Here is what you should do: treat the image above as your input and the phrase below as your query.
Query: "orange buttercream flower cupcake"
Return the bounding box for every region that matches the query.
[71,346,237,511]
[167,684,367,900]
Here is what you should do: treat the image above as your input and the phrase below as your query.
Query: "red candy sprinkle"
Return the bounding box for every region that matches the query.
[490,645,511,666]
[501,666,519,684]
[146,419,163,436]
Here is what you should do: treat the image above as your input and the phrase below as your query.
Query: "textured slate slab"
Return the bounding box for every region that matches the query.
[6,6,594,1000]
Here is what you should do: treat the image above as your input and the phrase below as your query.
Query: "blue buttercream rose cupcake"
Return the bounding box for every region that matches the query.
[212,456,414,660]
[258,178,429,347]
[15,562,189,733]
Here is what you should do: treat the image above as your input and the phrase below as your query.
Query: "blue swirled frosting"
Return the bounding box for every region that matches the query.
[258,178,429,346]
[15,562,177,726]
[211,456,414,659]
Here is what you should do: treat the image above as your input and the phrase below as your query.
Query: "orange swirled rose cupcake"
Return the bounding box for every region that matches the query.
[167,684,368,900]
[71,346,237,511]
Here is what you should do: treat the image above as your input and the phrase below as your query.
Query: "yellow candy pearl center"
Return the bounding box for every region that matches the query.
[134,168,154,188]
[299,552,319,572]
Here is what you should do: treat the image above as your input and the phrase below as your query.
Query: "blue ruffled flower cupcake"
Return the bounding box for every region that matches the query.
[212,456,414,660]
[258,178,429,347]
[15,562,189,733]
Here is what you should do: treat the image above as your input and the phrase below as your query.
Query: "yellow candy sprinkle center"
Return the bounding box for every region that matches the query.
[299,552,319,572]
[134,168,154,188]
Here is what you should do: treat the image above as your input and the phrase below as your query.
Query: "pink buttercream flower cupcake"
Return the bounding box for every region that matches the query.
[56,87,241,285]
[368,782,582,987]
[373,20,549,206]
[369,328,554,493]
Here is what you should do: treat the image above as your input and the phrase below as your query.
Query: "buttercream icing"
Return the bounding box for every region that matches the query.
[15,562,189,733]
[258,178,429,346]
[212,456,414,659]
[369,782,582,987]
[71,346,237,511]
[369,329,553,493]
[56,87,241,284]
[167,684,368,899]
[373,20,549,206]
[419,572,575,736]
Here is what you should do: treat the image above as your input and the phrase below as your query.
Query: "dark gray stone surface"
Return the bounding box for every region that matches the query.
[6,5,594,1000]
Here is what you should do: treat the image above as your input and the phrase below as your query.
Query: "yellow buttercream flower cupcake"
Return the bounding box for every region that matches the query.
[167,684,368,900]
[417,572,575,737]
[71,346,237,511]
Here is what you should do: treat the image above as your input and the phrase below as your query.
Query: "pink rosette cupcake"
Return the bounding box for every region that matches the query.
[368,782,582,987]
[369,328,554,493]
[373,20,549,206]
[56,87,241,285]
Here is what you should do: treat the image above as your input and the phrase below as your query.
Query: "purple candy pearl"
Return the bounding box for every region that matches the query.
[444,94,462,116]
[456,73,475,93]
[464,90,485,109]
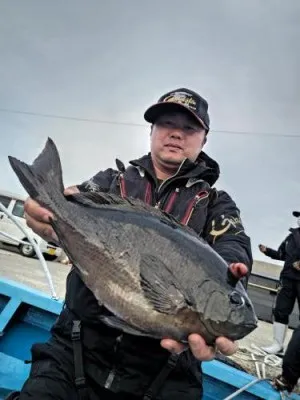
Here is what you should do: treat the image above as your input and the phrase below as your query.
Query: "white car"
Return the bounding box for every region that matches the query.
[0,190,62,260]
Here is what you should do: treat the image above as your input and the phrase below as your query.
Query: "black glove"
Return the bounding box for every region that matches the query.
[272,375,295,393]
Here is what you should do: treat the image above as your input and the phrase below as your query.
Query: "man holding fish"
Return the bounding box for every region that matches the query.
[10,88,257,400]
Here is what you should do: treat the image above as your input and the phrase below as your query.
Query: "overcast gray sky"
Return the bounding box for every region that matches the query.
[0,0,300,260]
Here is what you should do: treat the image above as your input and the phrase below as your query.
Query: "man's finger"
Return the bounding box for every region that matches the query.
[26,215,58,242]
[216,337,238,356]
[189,334,215,361]
[24,199,52,222]
[160,339,186,353]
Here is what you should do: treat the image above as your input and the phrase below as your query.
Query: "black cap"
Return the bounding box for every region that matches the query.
[144,88,210,132]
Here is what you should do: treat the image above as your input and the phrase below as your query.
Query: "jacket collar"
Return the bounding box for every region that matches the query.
[130,151,220,186]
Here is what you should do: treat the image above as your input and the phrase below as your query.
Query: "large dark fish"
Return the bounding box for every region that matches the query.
[9,139,257,344]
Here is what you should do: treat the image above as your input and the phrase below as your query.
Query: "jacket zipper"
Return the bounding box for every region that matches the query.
[119,173,127,199]
[104,335,123,389]
[164,188,179,213]
[157,160,185,193]
[180,190,209,225]
[144,181,152,204]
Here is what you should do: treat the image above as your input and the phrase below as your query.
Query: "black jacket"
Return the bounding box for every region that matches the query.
[53,153,252,400]
[265,228,300,280]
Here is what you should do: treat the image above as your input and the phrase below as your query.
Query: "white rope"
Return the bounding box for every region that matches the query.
[0,202,58,300]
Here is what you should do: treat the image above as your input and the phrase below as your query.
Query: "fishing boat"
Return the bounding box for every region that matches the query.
[0,203,300,400]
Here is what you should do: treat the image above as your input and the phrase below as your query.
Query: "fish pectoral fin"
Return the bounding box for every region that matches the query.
[140,254,187,314]
[100,315,148,336]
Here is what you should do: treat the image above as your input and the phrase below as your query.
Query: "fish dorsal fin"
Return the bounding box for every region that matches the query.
[140,254,187,314]
[66,192,197,236]
[66,192,127,208]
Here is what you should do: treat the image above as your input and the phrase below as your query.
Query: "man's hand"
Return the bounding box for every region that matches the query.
[160,263,248,361]
[161,333,238,361]
[272,375,295,393]
[24,186,79,243]
[293,261,300,271]
[258,244,267,253]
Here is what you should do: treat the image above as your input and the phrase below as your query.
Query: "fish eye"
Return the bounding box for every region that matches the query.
[229,292,245,307]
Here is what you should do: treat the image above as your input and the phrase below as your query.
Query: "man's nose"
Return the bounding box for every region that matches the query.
[170,128,183,139]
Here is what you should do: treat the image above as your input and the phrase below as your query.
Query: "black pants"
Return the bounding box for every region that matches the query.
[282,326,300,385]
[19,360,141,400]
[273,278,300,325]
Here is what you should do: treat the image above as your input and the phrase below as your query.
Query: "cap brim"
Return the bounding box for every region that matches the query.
[144,102,209,131]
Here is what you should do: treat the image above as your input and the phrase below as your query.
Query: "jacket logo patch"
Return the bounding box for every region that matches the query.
[209,215,244,241]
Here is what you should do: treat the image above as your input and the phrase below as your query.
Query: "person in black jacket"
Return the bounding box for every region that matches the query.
[10,88,253,400]
[259,211,300,354]
[273,326,300,392]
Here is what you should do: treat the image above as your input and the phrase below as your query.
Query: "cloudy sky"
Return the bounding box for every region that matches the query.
[0,0,300,260]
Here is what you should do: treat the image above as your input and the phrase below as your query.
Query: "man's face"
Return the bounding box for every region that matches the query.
[151,112,206,166]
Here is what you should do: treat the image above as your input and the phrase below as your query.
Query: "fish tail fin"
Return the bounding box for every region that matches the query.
[8,138,64,211]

■ Exercise brief ■
Without including the pictures, reproduce all entries exactly.

■ Exercise solution ■
Here is what you should do: treat the image above as your input and the phrase below as your query.
Query: "orange buttercream flower cupcake"
Return the bounding box for every region that matches the query.
[71,346,237,511]
[167,684,367,900]
Here is what you should do: treat the image above as your input and the phrase below as your query.
Query: "red candy sprinkle"
Return the bounding box for every region that matches the query.
[490,645,511,666]
[501,666,519,684]
[146,419,163,436]
Here is what you should do: treat the image above as your input and the phrase below as your query.
Query: "textured slate slab"
Return the bounding box for every region that matches the query.
[6,6,594,1000]
Here is what you should do: treat the image above as your input and the phrase below as your query.
Query: "blue buttercream rose cupcake"
Return the bounding box for every region that matches the query.
[212,456,414,660]
[258,178,429,347]
[15,562,189,733]
Here is what you should do: treat the image above as your input and the phrase below as your query.
Query: "blue swirled frosting"
Return the bounding box for every region that matches the query.
[258,178,429,346]
[15,562,177,726]
[211,456,414,659]
Here is what you should do: treat the image above as your input and the phrase below as your query.
Query: "orange swirled rose cupcake"
Return the bounding box for every region that matches the query.
[167,684,368,900]
[71,346,237,511]
Here is what you should do: treat the image above as your input and the phrase below as your query.
Query: "yellow candy pearl center"
Return the bounding box for every region that matches the query.
[134,168,154,188]
[299,552,319,572]
Here is what you should do: treat the image above as your input and the phrase below as your query.
Query: "blue ruffled flower cupcake"
Return the bounding box for every region that matches the query.
[212,456,414,660]
[258,178,429,347]
[15,562,189,733]
Here is what you should do: treat the image above as your input and the phrase below as your query.
Query: "yellow candy sprinkle center"
Return the bounding box for every region that matches the query.
[299,552,319,572]
[134,168,154,188]
Here is what you should do: treat the image above as your input and the phrase below as your query.
Query: "pink buttercream flower cupcake"
Return the bounding box for every region that matches the query.
[56,87,241,285]
[368,782,582,987]
[373,20,549,206]
[369,328,554,493]
Here is what you should do: treat the image above as your input and the phrase below as your query.
Query: "buttercream icing"
Return the bounding box for every region that matches the query.
[15,562,189,733]
[258,178,429,346]
[212,456,414,659]
[369,782,582,987]
[71,346,237,511]
[369,329,553,493]
[56,87,241,284]
[167,684,368,899]
[373,20,549,206]
[419,572,575,736]
Here is what you should do: treat the image above as your input and the phrase below as your query.
Query: "dark gray stone surface"
Return the bounding box for every region that matches the query.
[6,5,594,1000]
Here is what you should do: treat the image above as your input and the phrase below as your query.
Query: "yellow buttercream flower cupcake"
Return the bounding box for every region that matches the query.
[167,684,368,900]
[417,572,575,737]
[71,346,237,511]
Here is what you should do: treat the image above as your input and the phrase below as your query.
Query: "pink rosette cupcake"
Return the bounding box for every region that matches the query.
[368,782,582,987]
[369,328,554,493]
[373,20,549,206]
[56,87,241,285]
Here is what you should do: treat the image above as your input and the phrase below as your query.
Query: "purple candy pearl"
Return the bounding box for every region that matches the query.
[444,94,462,116]
[456,73,475,93]
[464,90,485,109]
Here is what you should do: treat the image above as your input and the phrase below as your query.
Query: "white car"
Return the bounding box for every region that matches the query.
[0,190,62,260]
Here is what you should do: treat the image above as your input and the phrase below as your query.
Query: "black glove"
Return the bounding box for every region that matches the query.
[272,375,295,393]
Here is what you should do: treat the image above as your input and the phrase below as your query.
Query: "man holding fish"
Return the bounding box for every region that matches the query.
[10,88,257,400]
Here is what you should do: treat the image above as your input and the phrase below as your query.
Query: "overcast gray sky"
Return the bounding box for every region that matches the query.
[0,0,300,260]
Here is what you should do: treat the image above as your input and the phrase below as your query.
Query: "man's finger"
Return the bounding box for every region that matches the query.
[26,215,58,242]
[216,337,238,356]
[189,334,215,361]
[24,199,52,222]
[160,339,186,353]
Here is what you should do: treat the image above as your input and the phrase below as your query.
Query: "black cap"
Return the bounding box for every region that matches the query.
[144,88,210,132]
Here is what you should do: treat the image above as your input and the phrase below as your query.
Query: "jacket collar"
Return the bounding box for every region that matches the query.
[130,151,220,186]
Here is what you should do: treat the image above as your input and the phrase below as your query.
Query: "large dark fish"
Return the bounding box for every region that matches the query.
[9,139,257,344]
Here is what you should do: treat the image above as your input and the phrase below as your query.
Query: "jacket zipper"
Return the bounding box for every region that matches the query.
[119,173,127,199]
[104,335,123,389]
[164,188,179,213]
[157,160,185,193]
[180,190,209,225]
[144,181,152,204]
Here is what you should do: treat the image above as your input and the phrase below as your query.
Query: "black jacket"
Return the bounding box for every region that matches the query.
[53,153,252,400]
[265,228,300,280]
Here is what you should do: treat the image above as your input and the phrase below as your query.
Query: "white rope"
Return the bounding box for every region that matches the query.
[0,202,58,300]
Here is what you should do: treat the image above as your input and the phrase below as your query.
Query: "fishing boat"
Return the bounding box for every region that matches the query.
[0,203,300,400]
Here is what you should do: treat the image above as your input and the phrase below as your query.
Query: "fish pectoral fin"
Return the bounding box for every region that matches the query.
[140,254,187,314]
[100,315,148,336]
Here is what you should do: treat the image above as your input and the phrase below as your query.
Query: "fish dorsal fin"
Return the bounding box for every region that matches the query.
[140,254,187,314]
[66,192,197,236]
[66,192,127,208]
Here is what you should do: treat the image above as your input and the phrase below as your query.
Query: "man's hand"
Return the bounding box for every region that matches the query.
[160,263,248,361]
[161,333,238,361]
[272,375,295,393]
[24,186,79,243]
[293,261,300,271]
[258,244,267,253]
Here is what you should do: treat the image above as your input and the phrase below as your query.
Query: "fish eye"
Return the bounding box for every region that matches the query.
[229,292,245,307]
Here is what you should do: treat the image above as your input and the phrase below as your query.
Query: "man's nose"
Return the bounding box for every region that matches the query.
[170,128,183,139]
Here is what you should do: treat the image above as your input and the phrase below as your query.
Query: "black pants"
Return the bounding box for every region that matches the query.
[282,326,300,385]
[19,360,141,400]
[273,278,300,325]
Here is what you should do: treat the image above as your input and the phrase below as your query.
Query: "cap brim"
Return the bounding box for every region that matches the query.
[144,102,209,131]
Here is what you should do: treat the image above as your input and the phrase below as your query.
Query: "jacket logo patch"
Return the bounding box for every region that matches the query.
[209,215,244,241]
Here is what you should do: treat the image above as your input and the phrase below as your query.
Query: "person in black jacket"
Return the bounding box for every region that matches the query.
[10,88,253,400]
[259,211,300,354]
[273,326,300,392]
Here is what you should do: treat the image above as your input and the phrase below as your query.
Query: "cloudy sky"
Return the bounding box for every region that matches the query.
[0,0,300,260]
Here is what you should do: treat the image above as your input and the phrase below as your query.
Query: "man's face"
Return the bounding box for every region that matches the query.
[151,112,206,166]
Here is what you should do: treat the image above as your input and the phrase below as your query.
Query: "fish tail fin"
Return the bounding box for every region that matches the query.
[8,138,64,211]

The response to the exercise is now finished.